- **WHAT NEEDS TO BE DONE**
Give the entries again, exactly as they stand.

Dataset records:
*** Begin section ***

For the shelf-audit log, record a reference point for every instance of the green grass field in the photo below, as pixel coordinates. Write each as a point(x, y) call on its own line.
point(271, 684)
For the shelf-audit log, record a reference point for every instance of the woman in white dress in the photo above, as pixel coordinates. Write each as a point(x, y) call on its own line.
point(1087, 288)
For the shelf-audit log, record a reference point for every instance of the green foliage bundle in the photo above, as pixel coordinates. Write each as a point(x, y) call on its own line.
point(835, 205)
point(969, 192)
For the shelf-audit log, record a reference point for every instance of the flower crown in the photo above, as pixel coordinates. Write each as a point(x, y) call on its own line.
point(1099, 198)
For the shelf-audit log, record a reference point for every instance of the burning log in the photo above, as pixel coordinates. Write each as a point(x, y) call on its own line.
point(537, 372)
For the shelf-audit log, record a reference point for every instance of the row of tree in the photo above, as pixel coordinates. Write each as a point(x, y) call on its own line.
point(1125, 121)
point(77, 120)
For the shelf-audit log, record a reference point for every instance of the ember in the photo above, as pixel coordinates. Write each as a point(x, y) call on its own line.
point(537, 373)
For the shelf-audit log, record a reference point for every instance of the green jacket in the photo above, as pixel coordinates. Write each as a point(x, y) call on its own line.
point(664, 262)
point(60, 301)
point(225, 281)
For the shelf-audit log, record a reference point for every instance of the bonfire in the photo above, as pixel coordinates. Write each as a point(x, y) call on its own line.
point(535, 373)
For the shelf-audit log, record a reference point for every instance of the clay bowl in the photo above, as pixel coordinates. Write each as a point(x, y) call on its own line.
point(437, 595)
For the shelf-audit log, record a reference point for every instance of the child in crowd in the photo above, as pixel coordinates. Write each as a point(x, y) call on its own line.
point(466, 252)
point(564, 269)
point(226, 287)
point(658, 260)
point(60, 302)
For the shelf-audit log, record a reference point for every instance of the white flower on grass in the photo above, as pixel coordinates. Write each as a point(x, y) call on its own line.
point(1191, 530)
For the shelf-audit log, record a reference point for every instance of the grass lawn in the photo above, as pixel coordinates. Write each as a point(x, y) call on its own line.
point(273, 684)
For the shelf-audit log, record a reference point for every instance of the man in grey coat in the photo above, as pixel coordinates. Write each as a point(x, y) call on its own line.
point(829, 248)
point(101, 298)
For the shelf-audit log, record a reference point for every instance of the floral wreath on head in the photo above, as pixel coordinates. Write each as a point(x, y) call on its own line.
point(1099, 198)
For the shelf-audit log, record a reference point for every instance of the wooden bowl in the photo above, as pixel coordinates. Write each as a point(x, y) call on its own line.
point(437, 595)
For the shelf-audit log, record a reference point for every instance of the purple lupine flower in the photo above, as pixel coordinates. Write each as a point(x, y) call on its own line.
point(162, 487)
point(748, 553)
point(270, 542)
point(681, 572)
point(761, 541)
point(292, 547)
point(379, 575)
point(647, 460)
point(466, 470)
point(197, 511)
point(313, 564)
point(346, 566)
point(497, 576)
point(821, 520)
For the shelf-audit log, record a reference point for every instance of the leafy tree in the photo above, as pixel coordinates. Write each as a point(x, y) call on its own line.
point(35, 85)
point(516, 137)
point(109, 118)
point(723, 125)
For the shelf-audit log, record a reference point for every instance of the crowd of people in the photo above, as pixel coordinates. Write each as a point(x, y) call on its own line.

*** End section ***

- **EXERCISE RESULT**
For the shelf-audit log, record a reference point for every instance of the green grass field in the photo below, as pixel coordinates. Write each as a point(x, y) call on its own line.
point(271, 684)
For the shelf-audit log, record a reference point for every instance of the woman in white dress in the photo above, as pixel coordinates. Write each as a point(x, y) call on its own line.
point(1087, 288)
For the shelf-audit log, record a reference point for every instance of the green foliage bundle in the photo above, as pixel coordinates. Write each as a point(x, y) call on its own line.
point(835, 205)
point(969, 192)
For the shelf-audit log, record a reference point for every instance of the flower crown in the photo above, as pixel coordinates. Write each as a point(x, y) call on its own line.
point(1099, 198)
For the shelf-audit log, record a reference point for every instance of the burning log in the photo above, as pixel coordinates. Write each as a point(x, y) call on its own line.
point(537, 372)
For the shelf-audit log, record a reference point for every instance of the row of tree in the photo above, as pixel coordinates. Write each as a point(x, y) call on its own line.
point(1125, 121)
point(77, 120)
For the shelf-audit log, record a reference point for every instance of the ember in the photo above, as pixel coordinates. Write each as a point(x, y) call on its own line.
point(537, 373)
For the shelf-audit log, record a reference point for every instance of the green jacket in the photo above, as pixel coordinates. Write each as a point(x, y) call on its own line.
point(664, 262)
point(60, 301)
point(225, 281)
For the shelf-audit log, record a reference point for every instance of the bonfire in the photo above, as pixel coordinates. Write each as a point(x, y) call on its own line.
point(535, 373)
For the shelf-audit log, record a reference point for every instance of the clay bowl in the photo above, as pixel coordinates. Write each as a point(x, y) call on its own line.
point(437, 595)
For the shelf-audit log, record a reference point for every instance of the child in crowd in the photo above, as pixel coordinates. Write each as a point(x, y) call on its own line.
point(466, 252)
point(564, 269)
point(226, 287)
point(658, 260)
point(60, 302)
For the shelf-audit log, record a reference point for every instance of the white flower on grass in the photo above, as pixel coordinates. Write each as a point(x, y) call on its own line.
point(1191, 530)
For the shelf-audit log, record a reference point for every instance of the grass lawn in the photo above, as pixel coordinates. Write each as a point(x, y) call on its own line.
point(273, 684)
For the shelf-audit log, record a reference point for every instance of the man in grey coat in the photo above, as pixel coordinates. Write each as a point(x, y) call on its own line.
point(829, 248)
point(101, 298)
For the shelf-audit log, record a reference point for every instance of the floral wreath on head in the photo above, as pixel coordinates. Write each as a point(x, y) call on its own line.
point(1099, 198)
For the shelf-audit log, record a reference point for every instance of the wooden bowl in the photo above, as pixel coordinates. Write each as a point(x, y) call on its own line.
point(437, 595)
For the shelf-audit log, record a reference point for every instance of the purple lupine flower in the photo above, as pixel coordinates. Write each as a point(x, y) call on its own line.
point(162, 487)
point(748, 553)
point(270, 542)
point(681, 572)
point(761, 541)
point(292, 547)
point(379, 575)
point(647, 460)
point(466, 470)
point(197, 511)
point(313, 564)
point(346, 566)
point(497, 576)
point(821, 520)
For the shelf-audit log, record a reference point for every instance of the leafy tree in the photo above, as pixel coordinates. Write each as a point(x, y) call on its own line.
point(35, 85)
point(516, 137)
point(109, 118)
point(723, 125)
For the shelf-audit log, record a reference point for every instance of the crowd of people in the photo above, as pixel coordinates. Write each as a point(x, y) call on its own line.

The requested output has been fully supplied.